Please reproduce every line of the following data unchanged, from first to last.

============

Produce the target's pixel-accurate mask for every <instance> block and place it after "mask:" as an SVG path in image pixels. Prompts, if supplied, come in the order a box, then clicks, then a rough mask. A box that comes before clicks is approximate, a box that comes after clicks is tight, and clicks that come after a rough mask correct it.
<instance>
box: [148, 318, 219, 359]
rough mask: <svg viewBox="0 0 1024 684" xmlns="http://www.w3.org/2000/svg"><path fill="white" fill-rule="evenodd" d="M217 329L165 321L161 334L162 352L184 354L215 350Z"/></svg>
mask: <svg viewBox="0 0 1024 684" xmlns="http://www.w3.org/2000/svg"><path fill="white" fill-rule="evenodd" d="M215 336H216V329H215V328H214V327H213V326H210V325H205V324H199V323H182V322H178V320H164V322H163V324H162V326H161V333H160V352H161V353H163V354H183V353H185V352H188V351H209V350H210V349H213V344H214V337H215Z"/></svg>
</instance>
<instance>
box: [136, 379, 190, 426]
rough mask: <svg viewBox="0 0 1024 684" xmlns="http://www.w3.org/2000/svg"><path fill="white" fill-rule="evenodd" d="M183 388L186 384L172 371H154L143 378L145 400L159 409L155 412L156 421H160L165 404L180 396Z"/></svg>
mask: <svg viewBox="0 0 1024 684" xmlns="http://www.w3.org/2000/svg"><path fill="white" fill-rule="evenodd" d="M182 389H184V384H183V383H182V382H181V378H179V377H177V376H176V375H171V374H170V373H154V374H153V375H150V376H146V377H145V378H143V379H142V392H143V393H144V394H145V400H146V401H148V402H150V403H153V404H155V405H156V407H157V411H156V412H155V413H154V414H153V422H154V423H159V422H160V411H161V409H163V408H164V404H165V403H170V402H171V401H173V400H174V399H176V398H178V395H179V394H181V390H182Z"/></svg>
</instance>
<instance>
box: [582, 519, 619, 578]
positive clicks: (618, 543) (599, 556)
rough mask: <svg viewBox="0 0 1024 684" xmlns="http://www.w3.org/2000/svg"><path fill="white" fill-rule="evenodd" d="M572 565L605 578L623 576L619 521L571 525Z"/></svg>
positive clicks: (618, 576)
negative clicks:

============

* **Reply to the task**
Produce the target's pixel-accurate mask for every <instance> block and place it after "mask:" as an SVG path in image pixels. Prompts, if supplied, come in the order a box, then clicks, then a rough mask. A box that comes before clicks is approximate, a box that comes after clicks is tight, and clicks that come after a rough mask correct it.
<instance>
box: [148, 318, 219, 359]
rough mask: <svg viewBox="0 0 1024 684" xmlns="http://www.w3.org/2000/svg"><path fill="white" fill-rule="evenodd" d="M217 329L165 321L161 334L162 352L184 354L215 350Z"/></svg>
mask: <svg viewBox="0 0 1024 684" xmlns="http://www.w3.org/2000/svg"><path fill="white" fill-rule="evenodd" d="M215 336H216V329H215V328H214V327H213V326H210V325H205V324H199V323H182V322H178V320H164V322H163V324H162V326H161V333H160V352H161V353H163V354H183V353H185V352H188V351H209V350H210V349H213V344H214V337H215Z"/></svg>
</instance>
<instance>
box: [136, 379, 190, 426]
rough mask: <svg viewBox="0 0 1024 684" xmlns="http://www.w3.org/2000/svg"><path fill="white" fill-rule="evenodd" d="M183 388L186 384L172 371H154L143 378L145 400L159 409L155 412L156 421H160L165 404L180 396Z"/></svg>
mask: <svg viewBox="0 0 1024 684" xmlns="http://www.w3.org/2000/svg"><path fill="white" fill-rule="evenodd" d="M182 389H184V384H183V383H182V382H181V378H179V377H177V376H176V375H171V374H170V373H154V374H153V375H150V376H146V377H145V378H143V379H142V392H143V393H144V394H145V400H146V401H148V402H150V403H153V404H155V405H156V407H157V411H156V412H155V413H154V414H153V422H154V423H159V422H160V411H161V409H163V408H164V404H165V403H170V402H171V401H173V400H174V399H176V398H178V395H179V394H181V390H182Z"/></svg>
</instance>
<instance>
box: [582, 519, 619, 578]
positive clicks: (618, 543) (599, 556)
rough mask: <svg viewBox="0 0 1024 684" xmlns="http://www.w3.org/2000/svg"><path fill="white" fill-rule="evenodd" d="M572 565L605 578L623 576L619 521L571 525Z"/></svg>
positive clicks: (618, 576)
negative clicks:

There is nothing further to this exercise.